Untuk yang pertama, kami persilakan kepada yang terhormat Bapak Mayjen TNI (Purn.)
Dr. Suwarno, S,IP., M.Sc. Wakil Ketua Umum KONI Pusat. Waktu kami persilakan.
PEMBICARA: Mayjen TNI (Purn.), Dr. SUWARNO, S.IP., M.Sc. (WAKIL KETUA
UMUM KONI PUSAT)
Assalamualaikum warahmatullahi wabarakatuh.
Selamat pagi.
Salam sejahtera bagi kita semua
Yang sangat kami hormati Ibu Ketua Komite III DPD beserta para Anggota Komite III
yang sempat hadir pada kesempatan pagi ini beserta staf, yang kami hormati yang mewakili
Kadin. Mohon maaf, yang pertama Ketua Umum KONI Pusat mewakilkan kepada kami bertiga
karena tadi malam beliau ada undangan rapat terbatas dengan Bapak Presiden sehingga beliau
hadir ke istana dan memerintahkan kami untuk mewakili menghadap Ibu/Bapak sekalian di sini.
Saya seperti yang Ibu sampaikan tadi, saya Wakil Ketua Umum I KONI Pusat membidangi
organisasi dan prestasi didampingi oleh kebetulan ini yang membidangi organisasi Pak Mayor
Jenderal TNI (Purn.) Nanang Djuana Priyadi, ini dulu terakhir kepala rumah tangga istana,
kemudian satu lagi Mayor Jenderal Toni Setia Budi Wisodo ini bagian pimpres, beliau terakhir
adalah sebagai dosen di Lembaga Pertahanan Nasional.
---*---
**KERJAKAN BERIKUT INI:**
a) Menurut kutipan di atas, apa jabatan terakhir Mayor Jenderal Toni Setia Budi Wisodo?
b) Tuliskan ulang bagian kutipan di atas yang dibuka dengan kata-kata berisi "Untuk yang pertama, kami" dan ditutup dengan "Assalamualaikum warahmatullahi wabarakatuh.".

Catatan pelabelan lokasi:
---*---
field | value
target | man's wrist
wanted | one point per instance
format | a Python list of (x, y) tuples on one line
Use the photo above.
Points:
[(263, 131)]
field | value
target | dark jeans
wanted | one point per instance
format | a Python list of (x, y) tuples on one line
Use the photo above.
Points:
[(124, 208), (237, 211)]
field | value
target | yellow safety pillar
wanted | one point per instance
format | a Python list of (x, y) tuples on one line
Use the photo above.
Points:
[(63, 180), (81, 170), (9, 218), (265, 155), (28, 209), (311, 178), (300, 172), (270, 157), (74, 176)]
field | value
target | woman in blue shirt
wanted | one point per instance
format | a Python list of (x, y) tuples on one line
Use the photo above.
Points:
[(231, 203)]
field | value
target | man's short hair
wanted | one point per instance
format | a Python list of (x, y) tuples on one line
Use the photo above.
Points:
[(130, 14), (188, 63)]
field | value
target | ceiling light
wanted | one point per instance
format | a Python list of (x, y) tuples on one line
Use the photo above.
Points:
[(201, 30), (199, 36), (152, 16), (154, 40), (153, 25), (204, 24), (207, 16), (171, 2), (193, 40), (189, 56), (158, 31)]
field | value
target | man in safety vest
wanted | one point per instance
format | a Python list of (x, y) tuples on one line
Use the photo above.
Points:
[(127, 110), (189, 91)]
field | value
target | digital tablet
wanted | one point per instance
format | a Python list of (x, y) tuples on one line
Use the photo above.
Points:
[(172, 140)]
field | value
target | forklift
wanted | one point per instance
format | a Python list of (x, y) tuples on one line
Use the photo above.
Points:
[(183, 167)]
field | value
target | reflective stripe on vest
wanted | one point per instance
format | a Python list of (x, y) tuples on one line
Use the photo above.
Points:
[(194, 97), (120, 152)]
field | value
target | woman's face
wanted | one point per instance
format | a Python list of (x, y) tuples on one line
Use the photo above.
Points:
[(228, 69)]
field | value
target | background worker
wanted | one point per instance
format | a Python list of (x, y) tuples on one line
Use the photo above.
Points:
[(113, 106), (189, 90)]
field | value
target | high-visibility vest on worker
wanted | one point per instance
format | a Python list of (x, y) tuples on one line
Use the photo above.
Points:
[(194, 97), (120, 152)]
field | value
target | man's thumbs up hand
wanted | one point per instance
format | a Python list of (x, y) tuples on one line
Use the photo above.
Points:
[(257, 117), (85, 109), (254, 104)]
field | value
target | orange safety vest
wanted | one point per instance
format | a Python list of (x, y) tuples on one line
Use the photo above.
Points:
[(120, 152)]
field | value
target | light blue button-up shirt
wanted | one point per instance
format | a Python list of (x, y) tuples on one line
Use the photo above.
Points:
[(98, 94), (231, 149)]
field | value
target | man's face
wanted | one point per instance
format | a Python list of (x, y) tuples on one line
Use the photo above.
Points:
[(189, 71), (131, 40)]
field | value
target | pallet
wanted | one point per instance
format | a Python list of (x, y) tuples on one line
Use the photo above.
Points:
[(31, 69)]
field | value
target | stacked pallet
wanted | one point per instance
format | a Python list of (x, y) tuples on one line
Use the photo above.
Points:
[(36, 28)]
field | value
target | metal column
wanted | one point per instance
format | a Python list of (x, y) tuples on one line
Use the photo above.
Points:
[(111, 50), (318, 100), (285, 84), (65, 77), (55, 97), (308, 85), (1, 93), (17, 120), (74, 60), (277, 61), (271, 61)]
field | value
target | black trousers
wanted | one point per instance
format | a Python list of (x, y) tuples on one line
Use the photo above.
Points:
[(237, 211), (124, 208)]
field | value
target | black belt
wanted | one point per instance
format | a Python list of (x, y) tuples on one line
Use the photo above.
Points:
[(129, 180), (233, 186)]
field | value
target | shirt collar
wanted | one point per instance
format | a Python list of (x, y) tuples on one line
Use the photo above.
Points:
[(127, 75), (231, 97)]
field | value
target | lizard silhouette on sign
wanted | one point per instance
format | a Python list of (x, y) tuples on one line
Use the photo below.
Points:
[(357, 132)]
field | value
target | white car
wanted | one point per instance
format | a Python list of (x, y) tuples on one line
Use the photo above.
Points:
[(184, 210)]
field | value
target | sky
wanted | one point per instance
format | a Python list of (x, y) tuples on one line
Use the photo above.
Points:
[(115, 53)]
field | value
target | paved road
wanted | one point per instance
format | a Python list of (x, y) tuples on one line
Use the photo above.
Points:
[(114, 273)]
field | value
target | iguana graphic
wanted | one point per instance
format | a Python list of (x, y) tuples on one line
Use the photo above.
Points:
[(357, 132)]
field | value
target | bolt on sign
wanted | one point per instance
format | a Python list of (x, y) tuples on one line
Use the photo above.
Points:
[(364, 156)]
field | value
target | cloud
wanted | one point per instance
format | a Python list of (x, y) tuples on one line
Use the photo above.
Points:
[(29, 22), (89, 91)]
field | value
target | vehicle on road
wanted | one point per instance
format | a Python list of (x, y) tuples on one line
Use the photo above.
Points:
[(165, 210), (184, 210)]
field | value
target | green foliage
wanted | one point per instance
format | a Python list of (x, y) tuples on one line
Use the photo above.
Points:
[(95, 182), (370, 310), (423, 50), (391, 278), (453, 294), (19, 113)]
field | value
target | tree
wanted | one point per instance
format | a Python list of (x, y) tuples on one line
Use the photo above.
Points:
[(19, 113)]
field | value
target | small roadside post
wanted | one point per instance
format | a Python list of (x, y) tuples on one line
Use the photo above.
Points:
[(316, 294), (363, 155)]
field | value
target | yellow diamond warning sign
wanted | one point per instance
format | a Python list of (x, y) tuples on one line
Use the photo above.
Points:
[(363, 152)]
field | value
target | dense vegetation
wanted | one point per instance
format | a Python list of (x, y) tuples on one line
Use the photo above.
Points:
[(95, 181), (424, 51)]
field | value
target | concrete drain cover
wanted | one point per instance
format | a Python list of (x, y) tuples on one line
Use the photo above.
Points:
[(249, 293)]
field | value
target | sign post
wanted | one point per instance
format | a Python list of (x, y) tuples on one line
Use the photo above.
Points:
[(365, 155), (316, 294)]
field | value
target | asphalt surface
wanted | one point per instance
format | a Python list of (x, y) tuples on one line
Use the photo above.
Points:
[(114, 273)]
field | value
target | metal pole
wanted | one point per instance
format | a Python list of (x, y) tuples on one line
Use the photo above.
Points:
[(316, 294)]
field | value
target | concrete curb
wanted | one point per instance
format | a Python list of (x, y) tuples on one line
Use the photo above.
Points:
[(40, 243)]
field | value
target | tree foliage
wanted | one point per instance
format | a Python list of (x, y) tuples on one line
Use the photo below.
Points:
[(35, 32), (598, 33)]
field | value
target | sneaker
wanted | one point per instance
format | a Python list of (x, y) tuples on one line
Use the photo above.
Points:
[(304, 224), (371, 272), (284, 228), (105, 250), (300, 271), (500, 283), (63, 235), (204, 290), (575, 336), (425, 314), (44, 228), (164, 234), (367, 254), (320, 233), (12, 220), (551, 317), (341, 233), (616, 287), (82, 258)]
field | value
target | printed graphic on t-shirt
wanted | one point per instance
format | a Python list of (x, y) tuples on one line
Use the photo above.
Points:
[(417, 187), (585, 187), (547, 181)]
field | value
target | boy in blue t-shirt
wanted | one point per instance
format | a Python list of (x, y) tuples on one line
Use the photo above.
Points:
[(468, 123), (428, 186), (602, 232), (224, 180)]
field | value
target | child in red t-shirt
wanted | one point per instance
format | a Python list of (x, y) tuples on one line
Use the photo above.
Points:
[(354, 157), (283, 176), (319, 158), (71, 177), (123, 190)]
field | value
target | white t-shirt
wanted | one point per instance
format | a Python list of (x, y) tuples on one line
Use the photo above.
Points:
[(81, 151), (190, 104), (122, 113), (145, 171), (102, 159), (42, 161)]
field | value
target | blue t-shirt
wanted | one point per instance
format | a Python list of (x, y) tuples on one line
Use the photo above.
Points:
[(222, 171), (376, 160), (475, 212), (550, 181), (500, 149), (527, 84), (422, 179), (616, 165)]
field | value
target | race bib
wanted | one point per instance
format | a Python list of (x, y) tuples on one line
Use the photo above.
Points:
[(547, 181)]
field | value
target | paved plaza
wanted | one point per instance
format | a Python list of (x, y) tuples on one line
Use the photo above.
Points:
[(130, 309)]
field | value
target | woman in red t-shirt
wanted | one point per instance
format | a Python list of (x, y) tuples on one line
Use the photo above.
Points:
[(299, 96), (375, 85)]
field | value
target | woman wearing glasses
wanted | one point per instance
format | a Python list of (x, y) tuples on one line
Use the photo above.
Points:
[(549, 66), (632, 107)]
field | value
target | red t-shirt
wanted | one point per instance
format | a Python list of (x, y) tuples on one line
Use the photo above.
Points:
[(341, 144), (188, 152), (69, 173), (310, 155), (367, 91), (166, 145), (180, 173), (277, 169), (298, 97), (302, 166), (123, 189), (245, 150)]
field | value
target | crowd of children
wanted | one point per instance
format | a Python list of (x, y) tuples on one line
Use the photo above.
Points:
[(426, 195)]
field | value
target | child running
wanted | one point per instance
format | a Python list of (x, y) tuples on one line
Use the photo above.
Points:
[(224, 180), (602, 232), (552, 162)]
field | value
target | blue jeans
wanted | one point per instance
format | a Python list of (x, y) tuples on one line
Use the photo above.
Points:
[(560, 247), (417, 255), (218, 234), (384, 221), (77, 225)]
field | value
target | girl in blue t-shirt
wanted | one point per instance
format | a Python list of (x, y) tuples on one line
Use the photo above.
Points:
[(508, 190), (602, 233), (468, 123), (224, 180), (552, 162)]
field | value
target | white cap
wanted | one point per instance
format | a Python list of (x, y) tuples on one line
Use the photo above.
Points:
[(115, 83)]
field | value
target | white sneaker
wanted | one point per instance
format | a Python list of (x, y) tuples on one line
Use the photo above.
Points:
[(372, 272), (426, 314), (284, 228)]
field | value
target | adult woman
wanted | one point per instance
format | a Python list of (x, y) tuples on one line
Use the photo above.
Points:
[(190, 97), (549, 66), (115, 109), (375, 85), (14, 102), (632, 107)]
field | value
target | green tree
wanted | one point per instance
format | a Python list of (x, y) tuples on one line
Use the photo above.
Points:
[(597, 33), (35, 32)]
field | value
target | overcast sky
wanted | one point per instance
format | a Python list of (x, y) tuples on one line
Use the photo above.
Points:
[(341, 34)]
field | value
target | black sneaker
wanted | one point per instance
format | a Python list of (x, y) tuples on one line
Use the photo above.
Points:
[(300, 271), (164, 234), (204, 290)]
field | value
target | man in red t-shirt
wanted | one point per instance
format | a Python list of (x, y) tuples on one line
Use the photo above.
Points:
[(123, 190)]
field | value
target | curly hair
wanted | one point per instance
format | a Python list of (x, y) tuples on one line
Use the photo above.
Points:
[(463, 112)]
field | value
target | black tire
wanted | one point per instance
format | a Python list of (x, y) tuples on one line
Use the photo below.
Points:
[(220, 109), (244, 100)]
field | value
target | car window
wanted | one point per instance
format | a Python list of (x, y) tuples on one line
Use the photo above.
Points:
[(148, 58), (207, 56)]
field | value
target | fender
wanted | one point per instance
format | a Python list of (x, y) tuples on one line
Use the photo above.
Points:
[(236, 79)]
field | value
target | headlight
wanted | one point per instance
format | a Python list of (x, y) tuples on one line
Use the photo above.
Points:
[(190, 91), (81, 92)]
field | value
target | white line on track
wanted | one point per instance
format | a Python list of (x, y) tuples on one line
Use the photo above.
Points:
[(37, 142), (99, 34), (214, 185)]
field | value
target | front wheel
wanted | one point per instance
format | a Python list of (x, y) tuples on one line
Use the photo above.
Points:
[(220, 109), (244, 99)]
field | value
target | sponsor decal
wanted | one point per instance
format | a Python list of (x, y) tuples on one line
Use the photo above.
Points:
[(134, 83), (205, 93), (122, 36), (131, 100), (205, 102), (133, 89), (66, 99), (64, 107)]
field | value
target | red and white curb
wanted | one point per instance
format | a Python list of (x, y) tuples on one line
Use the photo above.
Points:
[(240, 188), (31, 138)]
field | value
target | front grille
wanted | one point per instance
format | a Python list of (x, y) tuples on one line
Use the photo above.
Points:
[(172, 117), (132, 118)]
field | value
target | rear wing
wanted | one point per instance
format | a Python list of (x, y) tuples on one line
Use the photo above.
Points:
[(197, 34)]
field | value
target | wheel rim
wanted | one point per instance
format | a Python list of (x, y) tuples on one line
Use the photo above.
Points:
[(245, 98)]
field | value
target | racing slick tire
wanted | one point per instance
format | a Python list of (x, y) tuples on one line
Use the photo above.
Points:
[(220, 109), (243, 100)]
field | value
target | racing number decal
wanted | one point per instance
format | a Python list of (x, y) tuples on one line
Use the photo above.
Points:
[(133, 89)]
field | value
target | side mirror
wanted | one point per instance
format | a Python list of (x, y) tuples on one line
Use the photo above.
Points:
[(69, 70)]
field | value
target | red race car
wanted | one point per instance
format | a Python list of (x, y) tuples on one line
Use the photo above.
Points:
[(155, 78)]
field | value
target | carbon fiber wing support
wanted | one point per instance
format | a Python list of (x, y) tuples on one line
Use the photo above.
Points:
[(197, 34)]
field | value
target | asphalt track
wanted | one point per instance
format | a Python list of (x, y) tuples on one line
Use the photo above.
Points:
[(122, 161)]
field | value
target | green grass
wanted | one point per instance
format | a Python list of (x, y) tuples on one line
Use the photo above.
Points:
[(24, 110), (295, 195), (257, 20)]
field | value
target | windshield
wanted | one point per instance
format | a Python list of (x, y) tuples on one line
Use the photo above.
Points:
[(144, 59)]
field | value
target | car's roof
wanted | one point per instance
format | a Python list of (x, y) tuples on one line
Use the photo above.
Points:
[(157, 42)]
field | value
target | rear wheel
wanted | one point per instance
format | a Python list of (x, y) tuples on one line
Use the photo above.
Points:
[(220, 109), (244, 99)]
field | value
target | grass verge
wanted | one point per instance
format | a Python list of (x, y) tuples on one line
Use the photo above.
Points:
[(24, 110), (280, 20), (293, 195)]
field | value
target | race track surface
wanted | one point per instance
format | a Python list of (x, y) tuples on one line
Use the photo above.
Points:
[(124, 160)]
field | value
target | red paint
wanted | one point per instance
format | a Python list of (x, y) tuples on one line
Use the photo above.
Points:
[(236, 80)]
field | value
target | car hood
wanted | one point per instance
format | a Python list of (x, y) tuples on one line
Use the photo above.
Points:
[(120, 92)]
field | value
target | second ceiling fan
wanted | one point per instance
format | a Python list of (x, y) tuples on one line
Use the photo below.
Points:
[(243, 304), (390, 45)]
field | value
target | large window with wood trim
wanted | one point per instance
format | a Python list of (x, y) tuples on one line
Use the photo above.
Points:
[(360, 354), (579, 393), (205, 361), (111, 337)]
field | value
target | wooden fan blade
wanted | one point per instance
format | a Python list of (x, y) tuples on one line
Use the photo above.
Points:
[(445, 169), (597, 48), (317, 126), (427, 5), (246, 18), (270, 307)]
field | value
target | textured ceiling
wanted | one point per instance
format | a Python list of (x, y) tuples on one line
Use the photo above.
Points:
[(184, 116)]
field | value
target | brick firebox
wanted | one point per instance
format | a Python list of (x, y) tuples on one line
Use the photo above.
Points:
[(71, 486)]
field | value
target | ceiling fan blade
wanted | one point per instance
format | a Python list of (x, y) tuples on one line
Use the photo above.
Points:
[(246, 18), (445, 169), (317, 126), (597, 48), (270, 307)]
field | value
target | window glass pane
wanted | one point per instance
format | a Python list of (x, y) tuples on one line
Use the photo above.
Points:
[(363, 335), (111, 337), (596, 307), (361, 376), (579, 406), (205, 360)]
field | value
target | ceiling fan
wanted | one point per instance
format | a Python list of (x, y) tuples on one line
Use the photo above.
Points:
---*---
**JAWABAN TIAP TUGAS:**
a) Dosen di Lembaga Pertahanan Nasional.

b)
Untuk yang pertama, kami persilakan kepada yang terhormat Bapak Mayjen TNI (Purn.)
Dr. Suwarno, S,IP., M.Sc. Wakil Ketua Umum KONI Pusat. Waktu kami persilakan.
PEMBICARA: Mayjen TNI (Purn.), Dr. SUWARNO, S.IP., M.Sc. (WAKIL KETUA
UMUM KONI PUSAT)
Assalamualaikum warahmatullahi wabarakatuh.